## PROBLEM DESCRIPTION
Please reproduce every record, keeping each one exactly as written.

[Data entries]
▶

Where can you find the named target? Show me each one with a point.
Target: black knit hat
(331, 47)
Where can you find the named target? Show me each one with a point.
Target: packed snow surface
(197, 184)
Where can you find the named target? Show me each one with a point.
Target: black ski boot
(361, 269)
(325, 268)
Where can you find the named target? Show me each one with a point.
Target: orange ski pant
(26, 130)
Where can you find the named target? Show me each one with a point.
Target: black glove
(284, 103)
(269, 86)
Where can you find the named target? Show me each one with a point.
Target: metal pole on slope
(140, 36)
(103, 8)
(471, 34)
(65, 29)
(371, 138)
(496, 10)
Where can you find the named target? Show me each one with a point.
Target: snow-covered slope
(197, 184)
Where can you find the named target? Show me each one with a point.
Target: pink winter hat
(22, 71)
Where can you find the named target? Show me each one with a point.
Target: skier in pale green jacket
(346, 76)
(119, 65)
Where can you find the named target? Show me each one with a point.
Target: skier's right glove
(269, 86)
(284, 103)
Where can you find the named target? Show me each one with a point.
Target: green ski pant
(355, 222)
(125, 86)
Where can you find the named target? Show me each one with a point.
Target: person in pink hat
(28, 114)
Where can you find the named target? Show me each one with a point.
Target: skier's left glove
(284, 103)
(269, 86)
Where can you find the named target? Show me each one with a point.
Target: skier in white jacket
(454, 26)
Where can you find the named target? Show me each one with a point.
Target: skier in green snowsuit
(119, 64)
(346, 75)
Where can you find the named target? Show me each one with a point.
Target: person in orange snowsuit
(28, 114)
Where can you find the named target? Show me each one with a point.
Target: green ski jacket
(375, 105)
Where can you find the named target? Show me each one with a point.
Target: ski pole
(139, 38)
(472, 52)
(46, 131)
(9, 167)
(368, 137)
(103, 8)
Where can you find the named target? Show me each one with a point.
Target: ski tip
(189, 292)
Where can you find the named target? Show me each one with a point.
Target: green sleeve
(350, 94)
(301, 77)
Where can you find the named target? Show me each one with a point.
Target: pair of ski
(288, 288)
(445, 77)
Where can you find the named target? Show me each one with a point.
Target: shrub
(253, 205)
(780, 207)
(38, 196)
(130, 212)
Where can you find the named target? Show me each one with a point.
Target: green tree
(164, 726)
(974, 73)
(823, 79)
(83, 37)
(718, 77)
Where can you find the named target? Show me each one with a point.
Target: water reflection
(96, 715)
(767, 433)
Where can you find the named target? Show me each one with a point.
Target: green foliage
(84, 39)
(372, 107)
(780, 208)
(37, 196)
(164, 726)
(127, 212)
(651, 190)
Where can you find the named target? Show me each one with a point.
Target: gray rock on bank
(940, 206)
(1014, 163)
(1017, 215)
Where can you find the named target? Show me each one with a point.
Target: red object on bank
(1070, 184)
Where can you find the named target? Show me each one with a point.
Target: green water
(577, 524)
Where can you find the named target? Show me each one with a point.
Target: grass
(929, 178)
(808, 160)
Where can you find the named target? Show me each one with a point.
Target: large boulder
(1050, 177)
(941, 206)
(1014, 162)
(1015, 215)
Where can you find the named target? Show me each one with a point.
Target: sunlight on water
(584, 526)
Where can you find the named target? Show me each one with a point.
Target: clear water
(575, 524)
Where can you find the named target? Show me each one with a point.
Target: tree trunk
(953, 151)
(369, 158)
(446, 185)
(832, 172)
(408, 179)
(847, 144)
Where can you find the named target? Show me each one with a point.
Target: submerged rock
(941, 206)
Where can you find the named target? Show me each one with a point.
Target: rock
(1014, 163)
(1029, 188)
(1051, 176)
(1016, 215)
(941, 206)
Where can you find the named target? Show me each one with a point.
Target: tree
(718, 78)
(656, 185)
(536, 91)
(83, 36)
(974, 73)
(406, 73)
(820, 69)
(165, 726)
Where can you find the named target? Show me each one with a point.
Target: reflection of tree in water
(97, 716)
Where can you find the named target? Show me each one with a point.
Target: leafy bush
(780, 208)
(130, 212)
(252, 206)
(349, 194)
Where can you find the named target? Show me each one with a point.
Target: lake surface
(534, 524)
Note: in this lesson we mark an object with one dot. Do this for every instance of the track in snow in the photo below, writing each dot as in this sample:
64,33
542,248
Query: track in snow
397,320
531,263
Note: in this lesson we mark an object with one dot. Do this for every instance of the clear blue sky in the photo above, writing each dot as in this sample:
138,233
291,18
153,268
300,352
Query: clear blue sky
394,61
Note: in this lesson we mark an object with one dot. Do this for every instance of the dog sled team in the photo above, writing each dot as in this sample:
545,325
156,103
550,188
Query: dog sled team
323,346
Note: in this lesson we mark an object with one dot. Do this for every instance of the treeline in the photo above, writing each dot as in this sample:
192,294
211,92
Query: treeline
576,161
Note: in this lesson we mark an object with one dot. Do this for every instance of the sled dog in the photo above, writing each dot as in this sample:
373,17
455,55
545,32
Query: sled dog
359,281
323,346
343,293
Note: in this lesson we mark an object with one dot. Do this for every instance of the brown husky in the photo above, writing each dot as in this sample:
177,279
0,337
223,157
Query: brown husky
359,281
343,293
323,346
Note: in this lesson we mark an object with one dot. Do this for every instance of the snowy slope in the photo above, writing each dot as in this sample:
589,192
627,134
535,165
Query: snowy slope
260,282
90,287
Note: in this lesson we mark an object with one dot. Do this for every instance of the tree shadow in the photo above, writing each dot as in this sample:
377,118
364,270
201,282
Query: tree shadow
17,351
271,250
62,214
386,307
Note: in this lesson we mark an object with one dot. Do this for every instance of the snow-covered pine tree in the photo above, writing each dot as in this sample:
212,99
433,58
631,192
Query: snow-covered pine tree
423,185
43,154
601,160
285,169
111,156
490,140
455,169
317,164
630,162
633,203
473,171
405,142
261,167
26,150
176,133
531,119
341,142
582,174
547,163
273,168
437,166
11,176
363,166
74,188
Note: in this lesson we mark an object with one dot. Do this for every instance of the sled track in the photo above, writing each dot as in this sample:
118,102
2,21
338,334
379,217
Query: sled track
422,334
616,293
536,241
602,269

◀

## TASK ANSWER
Where can you find the named target? Show me each one with a point.
Target: black knit hat
(331, 47)
Where can you find the named target? Show me each one with a point.
Target: packed snow surface
(197, 184)
Where can you find the named target? Show me each one with a point.
Target: black ski boot
(361, 269)
(325, 268)
Where can you find the named target? Show me each one with a point.
Target: orange ski pant
(26, 130)
Where can you find the named target? Show me each one with a point.
Target: black glove
(284, 103)
(269, 86)
Where can you find the named target? Show me each one with a point.
Target: metal pole on slope
(140, 36)
(103, 8)
(471, 34)
(65, 29)
(371, 138)
(496, 10)
Where can you find the named target? Show me each one with a point.
Target: snow-covered slope
(197, 184)
Where can you find the named target? Show me each one with a point.
Target: pink winter hat
(22, 71)
Where can you find the named target? Show me each one with a point.
Target: skier in pale green jacket
(346, 76)
(119, 65)
Where can you find the named target? Show me each one with a point.
Target: skier's right glove
(269, 86)
(284, 103)
Where can you find the named target? Show me each one with a point.
Target: green ski pant
(355, 222)
(125, 86)
Where can you find the named target? Show me each one with a point.
Target: person in pink hat
(28, 114)
Where can you find the named target? Show me each one with a point.
Target: skier's left glove
(284, 103)
(269, 86)
Where can you find the named target? Show me each one with a point.
Target: skier in white jacket
(454, 26)
Where can you find the named target? Show me each one with a point.
Target: skier in green snowsuit
(119, 64)
(346, 75)
Where can you find the named target? Show me each one with a point.
Target: person in orange snowsuit
(28, 114)
Where can you find the named target? Show me each one with a point.
Target: green ski jacket
(375, 105)
Where can you find the named target? Show me each one with a point.
Target: ski pole
(139, 38)
(472, 52)
(46, 131)
(9, 167)
(368, 137)
(103, 8)
Where can you find the named target? Show me each one with a point.
Target: ski tip
(189, 292)
Where can you find the named target? Show me each one with a point.
Target: green sleeve
(350, 94)
(301, 77)
Where can you find the named target? Show me each one with a point.
Target: pair of ski
(288, 288)
(445, 77)
Where can you find the named target? Show me each one with a point.
Target: shrub
(253, 205)
(780, 207)
(38, 196)
(130, 212)
Where can you find the named target? Show me each one with a point.
Target: green tree
(164, 726)
(974, 73)
(823, 79)
(83, 37)
(718, 77)
Where can you find the named target? Show me each one with a point.
Target: water reflection
(96, 715)
(767, 433)
Where can you find the named target? Show me each one with a point.
Target: green foliage
(84, 39)
(372, 107)
(780, 208)
(37, 196)
(164, 726)
(127, 212)
(651, 190)
Where can you find the named target? Show me each one with a point.
Target: gray rock on bank
(940, 206)
(1014, 163)
(1017, 215)
Where can you find the named target? Show me each one with a point.
Target: red object on bank
(1070, 184)
Where can you find the named target? Show me each one with a point.
Target: green water
(577, 524)
Where can you find the named target? Show me each one with a point.
Target: grass
(929, 178)
(808, 160)
Where can you find the named target? Show me each one with a point.
Target: large boulder
(1050, 177)
(941, 206)
(1014, 162)
(1015, 215)
Where can you find the named target? Show me each one with a point.
Target: sunlight on water
(584, 526)
Where can you find the named target? Show me each one with a point.
Target: clear water
(575, 524)
Where can you find the named target? Show me each one with a point.
Target: tree trunk
(953, 151)
(369, 158)
(446, 185)
(832, 172)
(408, 179)
(847, 144)
Where can you find the named target? Show me each one with a point.
Target: submerged rock
(941, 206)
Where can you find the named target? Show me each one with a point.
Target: rock
(1014, 163)
(1029, 188)
(1051, 176)
(1016, 215)
(941, 206)
Where can you find the named target? Show me each one with a point.
Target: tree
(718, 78)
(656, 185)
(536, 91)
(83, 36)
(974, 73)
(406, 73)
(820, 69)
(165, 726)
Where can you find the named target? Show me each one with a point.
Target: reflection of tree in water
(97, 716)
Where can you find the named target? Show me each one with a point.
Target: leafy bush
(780, 208)
(130, 212)
(252, 206)
(349, 194)
Where can you find the named target? Show me each one with a point.
Target: lake surface
(534, 524)
Note: in this lesson we mark an object with one dot. Do this for every instance of the track in snow in the photo below, writing each dot as in this sample:
64,33
542,248
Query: track in snow
397,320
531,263
Note: in this lesson we mark an object with one dot. Do this for every instance of the clear blue sky in the photo above, writing each dot as in this sample:
138,233
291,18
153,268
300,352
Query: clear blue sky
394,61
Note: in this lesson we mark an object with one dot. Do this for every instance of the dog sled team in the photo above, writing each dot as in this sample:
545,325
156,103
550,188
Query: dog sled team
323,346
Note: in this lesson we mark an object with one dot. Do this for every instance of the treeline in the photo above, writing each dot as in this sample:
192,294
211,92
Query: treeline
576,161
Note: in this lesson we mark an object with one dot. Do this for every instance of the sled dog in the photo above, writing each dot as in this sample:
373,17
455,55
545,32
Query: sled dog
359,281
323,346
343,293
Note: in this lesson we mark an object with one dot. Do this for every instance of the brown husky in the photo above, writing each dot as in this sample:
177,279
0,337
223,157
Query: brown husky
359,281
343,293
323,346
Note: in this lesson we mark an object with one dot. Do this for every instance of the snowy slope in the photo above, writing each dot as in this sample:
589,192
627,134
535,165
Query: snowy slope
260,282
90,287
Note: in this lesson we mark an object with one dot. Do this for every instance of the tree shadow in the photo above, writing each dot as in this sample:
377,118
364,270
201,282
Query: tree shadow
17,351
271,250
62,214
386,307
Note: in this lesson we mark an object with one dot. Do this for every instance of the snow-covered pine tree in the photo above, writing each dot as in this sample:
212,99
433,58
631,192
Query: snow-covered pine tree
423,185
43,154
601,160
285,169
111,156
490,140
455,169
317,164
630,162
633,203
473,171
405,142
261,167
26,150
176,133
531,119
341,142
582,174
547,163
273,168
437,166
11,176
363,166
74,188
Note: in this lesson we mark an object with one dot. Do this for every instance of the sled track in the photo above, writing each dot as in this sample:
118,102
2,21
338,334
379,217
Query: sled track
422,334
616,293
536,241
602,269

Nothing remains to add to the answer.